▶ Passage provided:

────────────────────────────────────────

Mathematical Modeling of Biological Selenium Removal from Flue Gas Desulfurization (FGD) Wastewater Treatment

Due to increased enforcement of selenium regulations and understanding of selenium health and environmental effects, treatment of selenium contaminated waters has become a very important issue. The biological selenium reduction process is capable of transforming selenate into selenite and subsequently to nontoxic insoluble elemental selenium. Treatment of Flue Gas Desulfurization (FGD) wastewater is challenging due to high levels of metals such as selenium and total dissolved solids. Biological processes under anoxic/anaerobic conditions have been successfully applied to FGD wastewaters for removal of nitrate/nitrite and selenium. Unlike many other biological processes such as nitrification, denitrification and phosphorus removal, a mechanistic mathematical model as a design and analysis tool is presently lacking in the literature for biological selenium removal. In this work, a mechanistic mathematical model is proposed, added to the BioWin process simulator, and calibrated based on the operational data from a full-scale FGD Wastewater Treatment Plant (WWTP). This paper presents full-scale WWTP data on selenium concentration and speciation, and proposes a model that addresses the reductive competition between denitrifiers (nitrate and nitrite reduction) and Selenium Reducing Bacteria (SeRB). Four new state variables and five biological processes are proposed in this model to mechanistically simulate the two stage reductive pathways of selenate to elemental selenium.

────────────────────────────────────────

▶ Data segment:
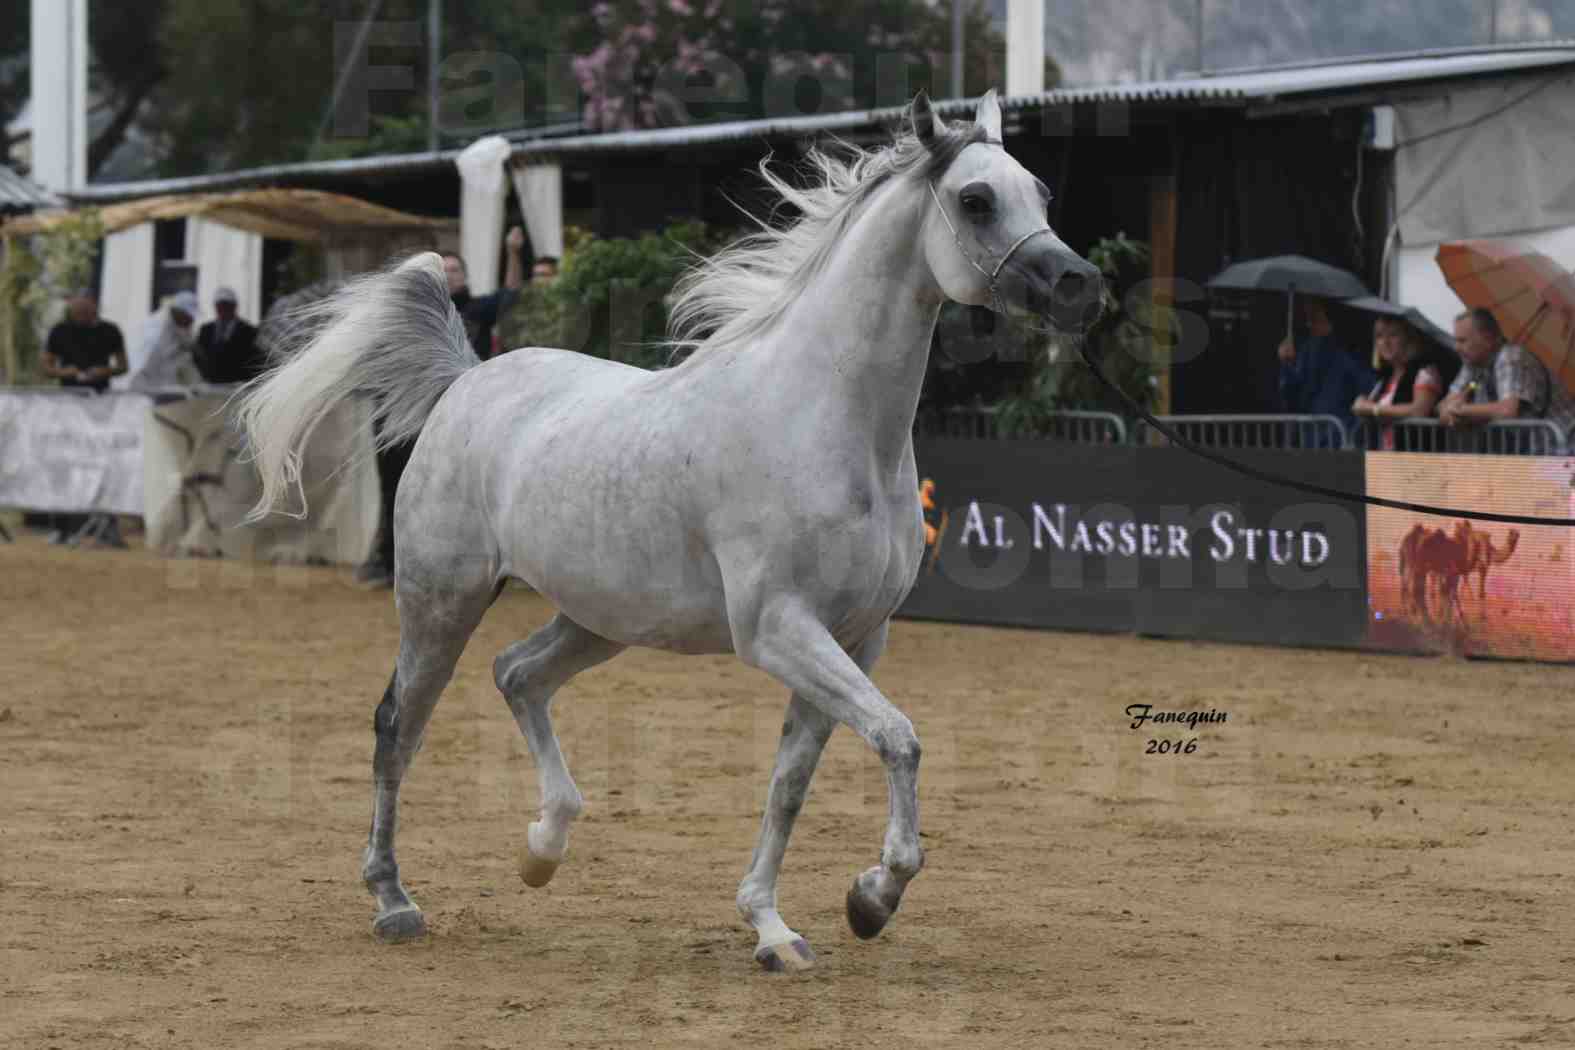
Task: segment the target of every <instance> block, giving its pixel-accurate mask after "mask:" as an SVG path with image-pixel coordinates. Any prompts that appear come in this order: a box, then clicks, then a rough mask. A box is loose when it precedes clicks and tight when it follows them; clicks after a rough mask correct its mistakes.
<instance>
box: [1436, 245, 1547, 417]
mask: <svg viewBox="0 0 1575 1050" xmlns="http://www.w3.org/2000/svg"><path fill="white" fill-rule="evenodd" d="M1436 258H1438V268H1440V269H1441V271H1444V280H1447V282H1449V287H1451V288H1452V290H1454V293H1455V294H1457V296H1460V301H1462V302H1465V304H1466V305H1468V307H1471V309H1476V307H1487V309H1488V310H1492V312H1493V316H1495V318H1498V326H1499V327H1501V329H1503V331H1504V338H1507V340H1509V342H1512V343H1518V345H1521V346H1525V348H1526V349H1529V351H1531V353H1532V354H1536V356H1537V359H1539V360H1540V362H1542V364H1544V365H1547V368H1548V373H1550V375H1553V376H1555V379H1558V381H1559V383H1562V384H1564V389H1566V390H1570V392H1572V394H1575V274H1570V272H1569V271H1567V269H1564V268H1562V266H1559V264H1558V263H1555V261H1553V260H1551V258H1548V257H1547V255H1544V253H1540V252H1532V250H1531V249H1528V247H1525V246H1523V244H1515V242H1514V241H1455V242H1451V244H1441V246H1440V247H1438V257H1436Z"/></svg>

────────────────────────────────────────

▶ Work task:
Decide whether each statement agrees with the passage on selenium removal. Answer yes or no for each, and quote the words from the passage that settle it.
1. The model was calibrated with operational data from a pilot-scale treatment plant.
2. The model includes four new state variables.
3. A mechanistic mathematical model for biological selenium removal is already available in the literature.
Draw only on the passage on selenium removal, not on the material.

▶ Response area:
1. No: "calibrated based on the operational data from a full-scale FGD Wastewater Treatment Plant (WWTP)"
2. Yes: "Four new state variables and five biological processes are proposed in this model"
3. No: "a mechanistic mathematical model as a design and analysis tool is presently lacking in the literature for biological selenium removal"